- **Work required**:
Could you carry on the 1959 review of Martin Marty's book The New Shape of American Religion, picking up right after its final sentence?

- **Exercise passage**:
□ □ □ □
Review of Current Religious Thought: December 07, 1959

A man by the name of Martin Marty is a man I would enjoy knowing. I am perhaps conditioned by the overtones of his name—Marty Marion was my all-time favorite shortstop, and “Marty” is one of my all-time favorite movies. And now Martin Marty has clinched my prejudgments of him by writing a delightful book, The New Shape of American Religion.

We have a sufficiency of books on the organization man, exurbia, and the seeking of status, and with the exception of Babson and Zever’s Can These Bones Live? I can think of no other writer who has brought these questions of society over into the field of the church as clearly as Marty. He has the unquestioned ability to see our church in our times and to bring his critical mind to bear on the problems and dangers of the church with great clarity, pungency, and excellence. He abhors the church in the grey flannel suit.

There has been what Marty calls an “erosion,” as the things of this world blur the distinctions of Christianity, until no one knows where Christianity stops and modern society begins. This would be all to the good if our Christianity had so invaded society that the two had become one. But the opposite has taken place. One has the eerie feeling that society has changed Christianity into something that can be defined only as religion-in-general in which the object of worship is God-in-general. The question Marty raises is whether we have not created a new religion of God-in-general which dominates not only American society, but all the churches. Surprisingly enough, he finds this influence in Catholic and Jewish churches as well as in Protestant. “In God we trust,” but apparently this God in whom we trust has been created by and equated with the American way of life. Marty is especially sharp in seeing how church leaders and even revivalist religion are contributing to this blurred picture of God. Part of the plea of the book is for a new “particularity” to make sharp again what Christianity really is.
□ □ □ □
- **Exercise data**:

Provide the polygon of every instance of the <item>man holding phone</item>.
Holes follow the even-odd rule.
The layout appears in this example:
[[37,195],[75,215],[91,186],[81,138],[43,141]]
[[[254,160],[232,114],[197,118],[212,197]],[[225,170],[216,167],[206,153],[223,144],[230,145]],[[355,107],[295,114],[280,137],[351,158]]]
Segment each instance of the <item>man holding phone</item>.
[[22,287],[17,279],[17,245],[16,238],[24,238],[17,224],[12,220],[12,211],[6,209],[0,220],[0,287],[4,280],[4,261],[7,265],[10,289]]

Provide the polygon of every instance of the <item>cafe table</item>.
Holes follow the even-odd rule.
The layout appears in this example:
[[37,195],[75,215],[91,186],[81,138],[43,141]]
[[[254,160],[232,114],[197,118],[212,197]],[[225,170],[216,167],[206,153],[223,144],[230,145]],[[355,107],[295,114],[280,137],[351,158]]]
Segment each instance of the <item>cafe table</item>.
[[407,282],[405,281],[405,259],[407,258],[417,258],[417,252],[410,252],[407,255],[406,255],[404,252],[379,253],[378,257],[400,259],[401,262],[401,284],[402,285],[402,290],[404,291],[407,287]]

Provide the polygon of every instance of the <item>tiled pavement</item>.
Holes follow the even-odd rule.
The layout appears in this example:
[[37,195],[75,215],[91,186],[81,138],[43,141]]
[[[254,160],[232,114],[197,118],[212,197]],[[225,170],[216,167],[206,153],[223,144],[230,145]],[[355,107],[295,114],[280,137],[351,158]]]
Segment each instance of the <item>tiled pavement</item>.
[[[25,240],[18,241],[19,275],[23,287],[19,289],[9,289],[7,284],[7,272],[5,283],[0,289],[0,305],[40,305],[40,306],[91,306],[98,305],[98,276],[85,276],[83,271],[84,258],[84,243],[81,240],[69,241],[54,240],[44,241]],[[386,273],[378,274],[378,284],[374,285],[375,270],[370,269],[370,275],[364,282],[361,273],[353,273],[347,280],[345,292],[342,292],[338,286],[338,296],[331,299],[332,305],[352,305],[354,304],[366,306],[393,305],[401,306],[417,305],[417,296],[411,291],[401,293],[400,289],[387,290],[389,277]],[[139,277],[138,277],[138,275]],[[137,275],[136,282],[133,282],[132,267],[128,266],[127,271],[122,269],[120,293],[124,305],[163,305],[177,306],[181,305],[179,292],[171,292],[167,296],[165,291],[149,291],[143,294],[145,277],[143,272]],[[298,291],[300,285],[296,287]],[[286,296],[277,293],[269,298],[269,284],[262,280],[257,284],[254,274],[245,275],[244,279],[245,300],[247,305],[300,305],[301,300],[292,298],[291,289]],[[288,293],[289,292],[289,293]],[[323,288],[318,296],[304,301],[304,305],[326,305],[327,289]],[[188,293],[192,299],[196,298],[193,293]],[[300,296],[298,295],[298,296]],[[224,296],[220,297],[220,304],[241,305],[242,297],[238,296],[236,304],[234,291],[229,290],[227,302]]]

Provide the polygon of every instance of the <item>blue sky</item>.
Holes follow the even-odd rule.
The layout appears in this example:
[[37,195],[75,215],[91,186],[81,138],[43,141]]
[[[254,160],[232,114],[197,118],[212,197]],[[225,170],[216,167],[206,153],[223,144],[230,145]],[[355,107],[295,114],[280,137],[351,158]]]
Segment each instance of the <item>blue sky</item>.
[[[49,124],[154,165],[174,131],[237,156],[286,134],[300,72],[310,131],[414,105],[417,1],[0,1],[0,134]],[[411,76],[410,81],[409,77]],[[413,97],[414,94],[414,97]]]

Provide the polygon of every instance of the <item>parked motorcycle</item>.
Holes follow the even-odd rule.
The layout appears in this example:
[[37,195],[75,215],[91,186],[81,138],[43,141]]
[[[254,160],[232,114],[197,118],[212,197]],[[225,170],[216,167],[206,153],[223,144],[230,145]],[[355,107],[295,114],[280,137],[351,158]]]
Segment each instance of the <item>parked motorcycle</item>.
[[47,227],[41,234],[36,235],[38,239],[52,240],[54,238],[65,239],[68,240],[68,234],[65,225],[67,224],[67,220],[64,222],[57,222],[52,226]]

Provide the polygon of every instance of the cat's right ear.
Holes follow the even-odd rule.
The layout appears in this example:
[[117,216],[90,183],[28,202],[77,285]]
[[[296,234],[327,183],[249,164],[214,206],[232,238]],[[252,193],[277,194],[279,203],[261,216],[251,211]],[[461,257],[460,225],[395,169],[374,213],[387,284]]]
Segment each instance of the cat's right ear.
□ □ □ □
- **Result**:
In facing problems and discovering solutions Marty follows a three-point outline—God, Man, Community. His chapter headings indicate the zest with which he handles such topics: “The God of Religion-in-general,” “Man in Religionized America,” and “The Setting for the Future: Panurbia.” With the author’s analysis of our situation one is largely forced to agree. He has his finger on the pulse of our times and has rightly diagnosed the fever of the church.

As is true of most critical analyses, it is easier to break an egg than it is to make one; the sections on analysis are sharper than those on synthesis. The three solutions offered for the error of our ways are these: (1) the revelation of God in the form of a servant, (2) the biblical view of man in community, and (3) the remnant motif as an impulse for the sake of the community. Marty is in good theological style. One can hear these solutions at any ecumenical gathering; mayhap Marty himself has been caught by the theological tides of our times. He knows very well that the only way we can revolutionize our times is by some kind of particularity, but particularities can be dashed awkward; revolutionists are often rude fellows. Nevertheless, the times do call for the divisiveness of truth. He is afraid that particular witnesses can “excite division and divisiveness,” and that prophets often have “presumption and dogmatic arrogance.” How true! “What went ye into the desert to see?” The first step in raising a new crop is plowing. Marty’s thesis does not quite make it in his last paragraphs. If we are to beware of blurred relativism, and at the same time beware of divisive individualism, I do not quite see how we can create in between “truth for us and our community presented as an option for the faith and hope of the world.” Truth “for us” is all the truth we know. How can we present it as an option? Luther could not, nor could Calvin, Knox, and the genteel professor, John Wesley. If we need a new culture we need first a new confession to which we can give absolute commitment.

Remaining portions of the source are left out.